# SELECTED TEXT:
——

By Ken Rodriguez
San Antonio Express-News
Copyright 2007 San Antonio Express-News
All Rights Reserved
Not long ago, a paramedic friend climbed into his ambulance and sped to a 911 emergency, lights flashing, siren wailing.
At the scene, he found a guy with a case of diarrhea.
My friend placed the patient on a stretcher and drove him to a hospital.
I asked if the patient was dehydrated.
“No,” my friend said. “He was fine.”
Was he an elderly gentleman?
“No, he was in his mid-30s.”
Was he confined to a wheelchair?
“No, he was able-bodied.”
Why then did you take a guy with loose bowels to the ER?
“Our policy,” my friend said, “is ‘You call, we haul.”’
In San Antonio, You Call, We Haul is crushing. Every time someone dials 911 for medical assistance, an ambulance is dispatched.
I asked Mario Guerra, assistant fire chief, EMS, if lights and sirens would respond to a person with a toothache.
“Yes, sir,” Guerra said, “911 sends an ambulance.”
Why?
“We err to the patients’ benefit,” he said.
You never know, Guerra explained, if a minor ailment is a symptom of something major. Chest pain one moment, heart attack the next. It happens.

——

# SUPPLIED DATA:
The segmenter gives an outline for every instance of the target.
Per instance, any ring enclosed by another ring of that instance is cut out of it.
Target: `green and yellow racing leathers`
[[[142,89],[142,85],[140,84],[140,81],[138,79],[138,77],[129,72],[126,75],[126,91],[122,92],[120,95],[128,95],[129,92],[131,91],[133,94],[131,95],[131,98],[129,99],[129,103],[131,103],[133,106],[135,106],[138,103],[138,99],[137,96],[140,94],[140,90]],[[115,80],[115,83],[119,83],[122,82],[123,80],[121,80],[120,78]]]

——

Decide whether each statement agrees with the article on ambulance calls, and give yes or no along with the deciding words quoted from it. (a) The patient with diarrhea was in his mid-30s. (b) The patient with diarrhea was dehydrated. (c) Mario Guerra said 911 would not send an ambulance for a toothache.

# RESULT:
(a) Yes: "he was in his mid-30s."
(b) No: "He was fine."
(c) No: "911 sends an ambulance."